VQVAE MONAI models & checkerboard artifacts: Week 8 & Week 9#

What I did this week#

We observed in our previous results that the Diffusion Model’s performance may depend on better and effective latents from VQVAE. After playing around with convolutional & residual components in the existing architecture that yielded unsatisfactory results, we decided to move to a more proven model on 3D MRIs. It is not necessary that a model that worked well on MNIST dataset would also deliver similarly on 3D MRI datasets, owing to the differences in complexity of the data distributions. Changing the convolutions to 3D filters alone clearly did not do the job.

MONAI is an open source organization for Machine Learning in Medical Imaging, it has repositories and tutorials for various high performing networks tested on multiple Medical Image datasets. We adopted the deep learning architecture for VQVAE from MONAI’s PyTorch implementation that was trained & tested on BRATS(400 data elements). The predominant difference is that the encoder & the decoder of VQVAE use Residual units differently than our existing setup. These Residual units are alternated between downsampling/upsampling convolutions in the encoder/decoder. Additionally, MONAI’s VectorQuantizer uses non-trainable embeddings with statistical updates(Laplace Smoothing) on them at every iteration.

I implemented MONAI’s VQVAE architecture in Tensorflow from scratch, excluding the VectorQuantizer. This architecture has 46.5M trainable parameters. The training objective is to minimize the sum of reconstruction & quantization loss - same training paradigm as our previous experiments. In addition, to address the checkerboard artifacts, I referred to the Sub-Pixel Convolution paper.

• **ACTION ITEM**:
Copy out the whole post above on VQVAE models and checkerboard artifacts, word for word.

• **EXCERPTED RECORDS**:
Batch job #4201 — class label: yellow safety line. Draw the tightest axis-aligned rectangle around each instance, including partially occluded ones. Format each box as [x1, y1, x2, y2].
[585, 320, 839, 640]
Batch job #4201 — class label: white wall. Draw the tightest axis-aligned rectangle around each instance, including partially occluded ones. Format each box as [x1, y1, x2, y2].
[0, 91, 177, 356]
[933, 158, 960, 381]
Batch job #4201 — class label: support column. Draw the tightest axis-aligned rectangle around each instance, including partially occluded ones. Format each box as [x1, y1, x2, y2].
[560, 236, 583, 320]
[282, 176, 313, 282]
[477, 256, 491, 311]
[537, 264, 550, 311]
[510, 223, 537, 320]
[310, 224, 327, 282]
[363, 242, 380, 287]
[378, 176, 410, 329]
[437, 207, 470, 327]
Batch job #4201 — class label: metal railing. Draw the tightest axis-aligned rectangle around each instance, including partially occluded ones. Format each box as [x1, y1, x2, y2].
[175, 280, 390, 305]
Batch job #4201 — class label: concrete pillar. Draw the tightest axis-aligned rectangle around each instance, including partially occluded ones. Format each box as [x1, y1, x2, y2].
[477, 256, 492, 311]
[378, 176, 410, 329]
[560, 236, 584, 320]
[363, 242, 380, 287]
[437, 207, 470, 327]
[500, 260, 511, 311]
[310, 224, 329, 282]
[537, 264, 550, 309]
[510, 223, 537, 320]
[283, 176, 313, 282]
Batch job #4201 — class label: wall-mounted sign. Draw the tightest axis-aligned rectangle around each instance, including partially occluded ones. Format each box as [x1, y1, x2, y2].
--
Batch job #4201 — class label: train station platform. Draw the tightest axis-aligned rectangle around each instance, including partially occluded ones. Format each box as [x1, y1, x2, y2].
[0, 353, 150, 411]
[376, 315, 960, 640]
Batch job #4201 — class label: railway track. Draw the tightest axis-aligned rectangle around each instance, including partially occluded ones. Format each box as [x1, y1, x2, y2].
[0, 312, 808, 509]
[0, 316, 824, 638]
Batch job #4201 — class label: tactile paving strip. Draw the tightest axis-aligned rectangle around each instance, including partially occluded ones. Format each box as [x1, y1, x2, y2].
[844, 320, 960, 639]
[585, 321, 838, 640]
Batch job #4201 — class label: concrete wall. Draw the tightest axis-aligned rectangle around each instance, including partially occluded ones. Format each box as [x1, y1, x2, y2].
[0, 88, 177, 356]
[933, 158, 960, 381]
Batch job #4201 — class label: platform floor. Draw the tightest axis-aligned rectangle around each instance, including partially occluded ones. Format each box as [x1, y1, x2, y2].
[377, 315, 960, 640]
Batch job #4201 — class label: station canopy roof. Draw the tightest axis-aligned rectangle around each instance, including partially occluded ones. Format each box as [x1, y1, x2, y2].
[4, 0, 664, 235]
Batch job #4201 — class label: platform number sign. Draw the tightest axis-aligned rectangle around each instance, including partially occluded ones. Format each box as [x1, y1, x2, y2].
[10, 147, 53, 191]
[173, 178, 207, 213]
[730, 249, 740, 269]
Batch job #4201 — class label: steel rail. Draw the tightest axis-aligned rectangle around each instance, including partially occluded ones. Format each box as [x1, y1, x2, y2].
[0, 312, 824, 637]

• **RESPONSE AREA**:
VQVAE MONAI models & checkerboard artifacts: Week 8 & Week 9#

What I did this week#

We observed in our previous results that the Diffusion Model’s performance may depend on better and effective latents from VQVAE. After playing around with convolutional & residual components in the existing architecture that yielded unsatisfactory results, we decided to move to a more proven model on 3D MRIs. It is not necessary that a model that worked well on MNIST dataset would also deliver similarly on 3D MRI datasets, owing to the differences in complexity of the data distributions. Changing the convolutions to 3D filters alone clearly did not do the job.

MONAI is an open source organization for Machine Learning in Medical Imaging, it has repositories and tutorials for various high performing networks tested on multiple Medical Image datasets. We adopted the deep learning architecture for VQVAE from MONAI’s PyTorch implementation that was trained & tested on BRATS(400 data elements). The predominant difference is that the encoder & the decoder of VQVAE use Residual units differently than our existing setup. These Residual units are alternated between downsampling/upsampling convolutions in the encoder/decoder. Additionally, MONAI’s VectorQuantizer uses non-trainable embeddings with statistical updates(Laplace Smoothing) on them at every iteration.

I implemented MONAI’s VQVAE architecture in Tensorflow from scratch, excluding the VectorQuantizer. This architecture has 46.5M trainable parameters. The training objective is to minimize the sum of reconstruction & quantization loss - same training paradigm as our previous experiments. In addition, to address the checkerboard artifacts, I referred to the Sub-Pixel Convolution paper.